• Problem details: Pick out every line of the records below that contains the string "leaves", treating uppercase and lowercase as different.

• Exercise input:
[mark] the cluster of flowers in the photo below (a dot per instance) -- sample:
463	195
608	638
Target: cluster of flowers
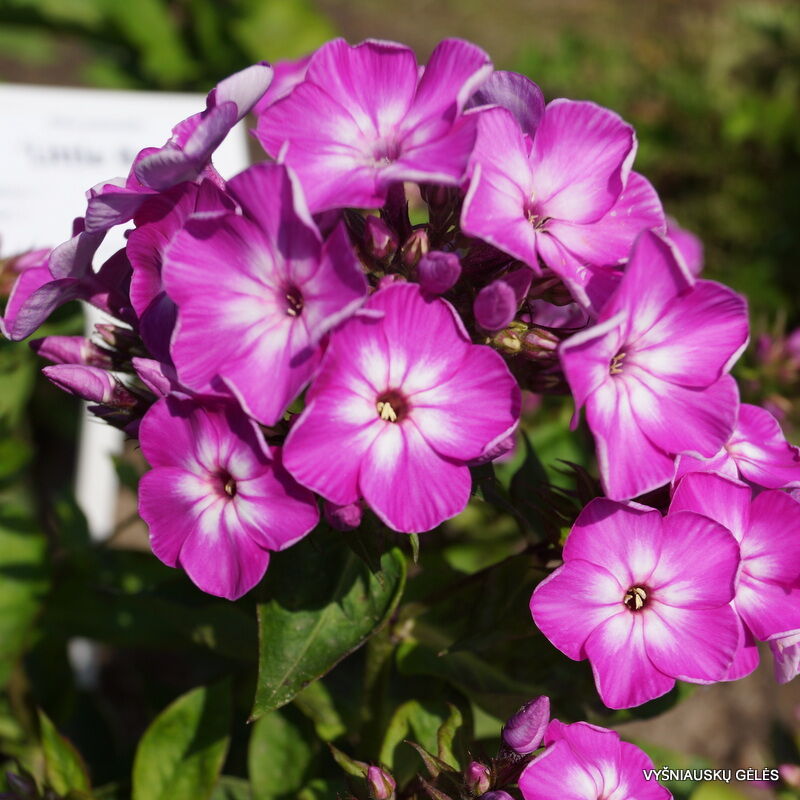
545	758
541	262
---
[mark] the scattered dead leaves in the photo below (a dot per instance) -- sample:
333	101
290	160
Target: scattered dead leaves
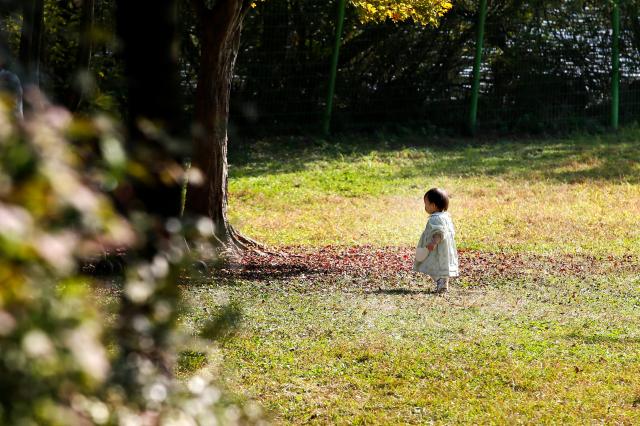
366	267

• Exercise result:
[mark] the scattered dead leaves in the photo below (a dot per instance) -- sample:
Target: scattered dead leaves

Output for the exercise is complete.